··· SOURCE MATERIAL ···
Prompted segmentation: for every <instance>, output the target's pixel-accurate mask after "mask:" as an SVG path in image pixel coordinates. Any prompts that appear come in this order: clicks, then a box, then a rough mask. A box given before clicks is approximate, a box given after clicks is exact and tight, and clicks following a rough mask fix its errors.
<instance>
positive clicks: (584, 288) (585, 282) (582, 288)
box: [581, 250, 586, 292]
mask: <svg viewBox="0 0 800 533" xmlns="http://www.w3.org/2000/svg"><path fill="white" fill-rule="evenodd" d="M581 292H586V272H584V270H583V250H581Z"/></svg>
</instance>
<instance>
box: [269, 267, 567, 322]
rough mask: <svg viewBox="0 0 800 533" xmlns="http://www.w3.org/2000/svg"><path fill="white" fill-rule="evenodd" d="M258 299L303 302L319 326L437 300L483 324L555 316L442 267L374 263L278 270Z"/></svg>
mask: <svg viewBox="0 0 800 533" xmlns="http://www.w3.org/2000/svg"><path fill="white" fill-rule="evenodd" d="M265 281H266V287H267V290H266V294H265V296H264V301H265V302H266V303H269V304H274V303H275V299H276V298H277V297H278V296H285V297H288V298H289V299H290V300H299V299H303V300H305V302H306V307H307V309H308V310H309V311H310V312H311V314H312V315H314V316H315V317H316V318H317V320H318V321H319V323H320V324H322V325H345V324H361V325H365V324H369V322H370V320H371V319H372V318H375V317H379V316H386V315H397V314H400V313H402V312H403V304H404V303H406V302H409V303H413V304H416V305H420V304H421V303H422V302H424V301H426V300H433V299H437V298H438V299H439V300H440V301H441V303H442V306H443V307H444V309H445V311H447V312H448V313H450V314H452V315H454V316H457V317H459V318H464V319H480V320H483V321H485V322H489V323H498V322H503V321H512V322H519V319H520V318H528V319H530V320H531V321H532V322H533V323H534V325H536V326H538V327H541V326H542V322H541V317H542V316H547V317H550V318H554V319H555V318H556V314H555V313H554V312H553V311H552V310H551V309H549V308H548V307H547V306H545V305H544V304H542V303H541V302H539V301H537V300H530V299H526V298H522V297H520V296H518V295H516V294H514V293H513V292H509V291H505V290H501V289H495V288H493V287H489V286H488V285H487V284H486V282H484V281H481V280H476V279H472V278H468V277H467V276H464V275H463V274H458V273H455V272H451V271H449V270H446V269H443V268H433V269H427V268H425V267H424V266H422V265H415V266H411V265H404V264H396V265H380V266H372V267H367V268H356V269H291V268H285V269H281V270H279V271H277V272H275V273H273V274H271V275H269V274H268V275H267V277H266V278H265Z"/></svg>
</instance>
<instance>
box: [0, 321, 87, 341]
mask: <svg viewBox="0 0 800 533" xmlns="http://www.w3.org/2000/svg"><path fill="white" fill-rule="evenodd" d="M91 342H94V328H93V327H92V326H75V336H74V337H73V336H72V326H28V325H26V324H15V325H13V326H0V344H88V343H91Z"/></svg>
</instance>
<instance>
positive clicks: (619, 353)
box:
···
• WORK INSTRUCTIONS: Starting at the first line of the records above, please copy each line exactly until you reach the line containing "positive clicks: (584, 288)". Include that line and stop there.

• ANSWER TO THIS EXERCISE:
Prompted segmentation: for every <instance>, output the target's pixel-accurate mask after "mask:" as an SVG path in image pixel coordinates. Any prompts that appear come in this order: clicks, then a box, then a rough mask. A box given before clicks is approximate, a box given after clicks is exact and tight, and clicks following a rough mask fix its errors.
<instance>
positive clicks: (584, 288) (585, 282) (582, 288)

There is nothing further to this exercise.